◆ Exercise objective ◆
Quote precisely the final stretch of the listing: start at the line containing "For each instance of the lug" and stop after the last line.

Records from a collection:
--- START ---

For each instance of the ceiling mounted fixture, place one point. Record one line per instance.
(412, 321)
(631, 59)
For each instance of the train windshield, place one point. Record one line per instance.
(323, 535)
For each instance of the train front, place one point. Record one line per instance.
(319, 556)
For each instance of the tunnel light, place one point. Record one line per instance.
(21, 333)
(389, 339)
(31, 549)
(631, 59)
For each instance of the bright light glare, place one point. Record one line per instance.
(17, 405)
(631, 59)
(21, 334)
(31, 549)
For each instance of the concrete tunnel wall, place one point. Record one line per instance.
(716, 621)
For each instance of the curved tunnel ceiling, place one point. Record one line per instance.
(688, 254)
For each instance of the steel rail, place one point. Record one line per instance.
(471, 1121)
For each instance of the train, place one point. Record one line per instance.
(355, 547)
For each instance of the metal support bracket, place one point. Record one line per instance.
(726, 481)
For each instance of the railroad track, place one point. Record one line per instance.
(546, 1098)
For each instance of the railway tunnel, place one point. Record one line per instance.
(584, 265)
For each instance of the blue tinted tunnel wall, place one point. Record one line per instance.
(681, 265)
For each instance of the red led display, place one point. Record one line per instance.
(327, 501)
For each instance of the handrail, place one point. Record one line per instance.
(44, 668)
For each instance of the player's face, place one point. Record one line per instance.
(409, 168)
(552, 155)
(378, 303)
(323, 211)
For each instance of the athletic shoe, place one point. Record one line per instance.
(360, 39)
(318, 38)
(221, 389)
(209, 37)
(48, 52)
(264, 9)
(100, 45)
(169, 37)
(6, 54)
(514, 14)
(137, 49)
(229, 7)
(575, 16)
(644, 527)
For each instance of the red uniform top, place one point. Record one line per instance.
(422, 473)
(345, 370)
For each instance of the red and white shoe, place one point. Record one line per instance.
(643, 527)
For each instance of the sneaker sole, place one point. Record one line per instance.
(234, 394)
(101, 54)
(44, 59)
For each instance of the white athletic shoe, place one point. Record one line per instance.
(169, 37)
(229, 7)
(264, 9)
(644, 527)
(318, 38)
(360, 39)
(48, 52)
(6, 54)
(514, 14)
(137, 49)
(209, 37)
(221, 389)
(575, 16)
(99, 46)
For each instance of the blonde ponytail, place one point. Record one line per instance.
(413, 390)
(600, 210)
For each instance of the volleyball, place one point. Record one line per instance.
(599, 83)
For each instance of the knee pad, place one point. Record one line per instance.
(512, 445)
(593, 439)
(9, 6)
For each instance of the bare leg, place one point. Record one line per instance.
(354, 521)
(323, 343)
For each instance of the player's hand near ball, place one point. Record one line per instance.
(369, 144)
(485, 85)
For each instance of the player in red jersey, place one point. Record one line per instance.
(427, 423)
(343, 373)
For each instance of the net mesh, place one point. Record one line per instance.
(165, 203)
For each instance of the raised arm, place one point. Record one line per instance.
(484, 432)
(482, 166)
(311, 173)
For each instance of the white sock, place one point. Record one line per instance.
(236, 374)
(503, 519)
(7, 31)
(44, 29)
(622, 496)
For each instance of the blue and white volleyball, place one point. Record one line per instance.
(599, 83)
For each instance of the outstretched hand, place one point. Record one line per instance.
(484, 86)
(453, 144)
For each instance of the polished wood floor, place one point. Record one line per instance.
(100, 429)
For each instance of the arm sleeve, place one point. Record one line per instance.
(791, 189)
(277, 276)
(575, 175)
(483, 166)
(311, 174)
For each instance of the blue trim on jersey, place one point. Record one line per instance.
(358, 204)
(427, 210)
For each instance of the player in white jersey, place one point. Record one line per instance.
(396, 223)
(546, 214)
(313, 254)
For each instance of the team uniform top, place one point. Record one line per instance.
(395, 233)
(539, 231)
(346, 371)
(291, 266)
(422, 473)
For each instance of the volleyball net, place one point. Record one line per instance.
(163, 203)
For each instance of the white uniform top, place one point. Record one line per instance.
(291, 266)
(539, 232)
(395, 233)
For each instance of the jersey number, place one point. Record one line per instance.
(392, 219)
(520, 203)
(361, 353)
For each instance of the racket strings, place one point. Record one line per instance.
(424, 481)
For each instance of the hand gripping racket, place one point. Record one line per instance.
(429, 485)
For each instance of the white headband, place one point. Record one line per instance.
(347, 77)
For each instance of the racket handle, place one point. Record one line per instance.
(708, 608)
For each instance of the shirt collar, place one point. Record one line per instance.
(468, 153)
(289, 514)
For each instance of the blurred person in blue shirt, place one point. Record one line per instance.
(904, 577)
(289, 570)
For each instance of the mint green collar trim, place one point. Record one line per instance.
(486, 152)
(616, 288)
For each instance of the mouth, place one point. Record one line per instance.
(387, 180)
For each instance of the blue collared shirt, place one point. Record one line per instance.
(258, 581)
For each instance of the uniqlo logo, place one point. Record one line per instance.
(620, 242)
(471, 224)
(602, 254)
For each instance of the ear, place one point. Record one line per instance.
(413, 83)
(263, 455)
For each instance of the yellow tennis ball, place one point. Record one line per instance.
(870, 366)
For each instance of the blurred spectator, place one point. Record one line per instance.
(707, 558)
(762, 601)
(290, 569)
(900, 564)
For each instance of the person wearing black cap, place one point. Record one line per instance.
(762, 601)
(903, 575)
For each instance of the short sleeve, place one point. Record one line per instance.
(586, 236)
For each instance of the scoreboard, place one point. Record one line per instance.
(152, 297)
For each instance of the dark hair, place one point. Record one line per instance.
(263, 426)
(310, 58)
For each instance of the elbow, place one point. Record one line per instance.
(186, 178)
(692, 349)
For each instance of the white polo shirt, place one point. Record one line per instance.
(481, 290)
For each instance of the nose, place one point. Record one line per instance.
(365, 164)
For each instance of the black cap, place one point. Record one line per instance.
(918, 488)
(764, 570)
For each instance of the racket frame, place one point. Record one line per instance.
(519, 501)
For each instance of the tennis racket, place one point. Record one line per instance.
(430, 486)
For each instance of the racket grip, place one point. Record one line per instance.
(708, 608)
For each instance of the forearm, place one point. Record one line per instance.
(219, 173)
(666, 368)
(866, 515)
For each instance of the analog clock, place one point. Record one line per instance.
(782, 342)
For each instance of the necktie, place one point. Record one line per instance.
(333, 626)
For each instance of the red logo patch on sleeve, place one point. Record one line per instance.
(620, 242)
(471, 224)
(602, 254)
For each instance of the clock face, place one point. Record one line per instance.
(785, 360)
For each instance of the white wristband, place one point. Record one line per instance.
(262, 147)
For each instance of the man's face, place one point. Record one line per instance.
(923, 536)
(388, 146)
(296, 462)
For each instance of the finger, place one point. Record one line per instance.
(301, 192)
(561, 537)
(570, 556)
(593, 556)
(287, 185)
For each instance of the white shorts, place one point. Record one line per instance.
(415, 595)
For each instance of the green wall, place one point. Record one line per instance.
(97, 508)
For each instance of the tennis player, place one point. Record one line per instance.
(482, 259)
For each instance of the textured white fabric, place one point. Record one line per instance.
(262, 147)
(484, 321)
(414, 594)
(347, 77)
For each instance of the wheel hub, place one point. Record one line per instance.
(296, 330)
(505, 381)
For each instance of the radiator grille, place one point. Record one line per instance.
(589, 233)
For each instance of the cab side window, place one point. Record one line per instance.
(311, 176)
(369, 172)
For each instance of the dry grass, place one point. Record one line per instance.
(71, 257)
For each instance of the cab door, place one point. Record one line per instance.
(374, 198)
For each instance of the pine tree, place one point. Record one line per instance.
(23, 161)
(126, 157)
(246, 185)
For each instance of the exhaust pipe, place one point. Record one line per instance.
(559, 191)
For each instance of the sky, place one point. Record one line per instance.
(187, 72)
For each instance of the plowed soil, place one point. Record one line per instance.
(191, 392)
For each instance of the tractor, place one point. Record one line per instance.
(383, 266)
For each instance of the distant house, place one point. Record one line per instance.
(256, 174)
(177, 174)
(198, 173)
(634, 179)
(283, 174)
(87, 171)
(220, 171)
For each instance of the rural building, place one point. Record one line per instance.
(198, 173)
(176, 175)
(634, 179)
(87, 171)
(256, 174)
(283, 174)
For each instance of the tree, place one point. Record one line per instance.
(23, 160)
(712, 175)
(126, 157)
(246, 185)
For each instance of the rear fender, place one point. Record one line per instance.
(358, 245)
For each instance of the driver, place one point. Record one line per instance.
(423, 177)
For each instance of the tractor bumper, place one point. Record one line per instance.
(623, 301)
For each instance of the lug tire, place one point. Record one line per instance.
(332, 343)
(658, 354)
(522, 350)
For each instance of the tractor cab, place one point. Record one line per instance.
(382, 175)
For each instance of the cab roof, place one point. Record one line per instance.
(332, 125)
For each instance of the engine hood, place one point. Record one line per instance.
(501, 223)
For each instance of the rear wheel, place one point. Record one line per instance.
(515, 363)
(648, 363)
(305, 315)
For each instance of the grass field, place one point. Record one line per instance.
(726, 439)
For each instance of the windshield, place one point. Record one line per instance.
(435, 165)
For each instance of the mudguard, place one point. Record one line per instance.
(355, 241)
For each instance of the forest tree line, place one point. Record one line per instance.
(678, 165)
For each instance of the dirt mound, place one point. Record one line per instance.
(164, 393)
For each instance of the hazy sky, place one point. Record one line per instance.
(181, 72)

--- END ---

◆ Task result ◆
For each instance of the lug tire, place one point. Record one line per instance.
(332, 343)
(658, 354)
(522, 350)
For each instance of the tractor cab, place one point. Record one line per instance.
(382, 175)
For each instance of the cab roof, place one point. Record one line per instance.
(332, 125)
For each instance of the engine hood, place one point. Record one line per instance.
(501, 223)
For each instance of the rear wheel, place one point. Record one line per instance.
(515, 363)
(648, 363)
(305, 315)
For each instance of the grass field, place one point. Record one line per instance.
(726, 439)
For each instance of the windshield, place one point. Record one line per instance.
(435, 165)
For each instance of the mudguard, place one point. Record one line per instance.
(355, 241)
For each instance of the forest tree line, place one point. Record one line per instance.
(678, 165)
For each instance of the dirt mound, place one point. Record one line per instance.
(164, 393)
For each instance of the hazy sky, place one point. Record one line per instance.
(181, 72)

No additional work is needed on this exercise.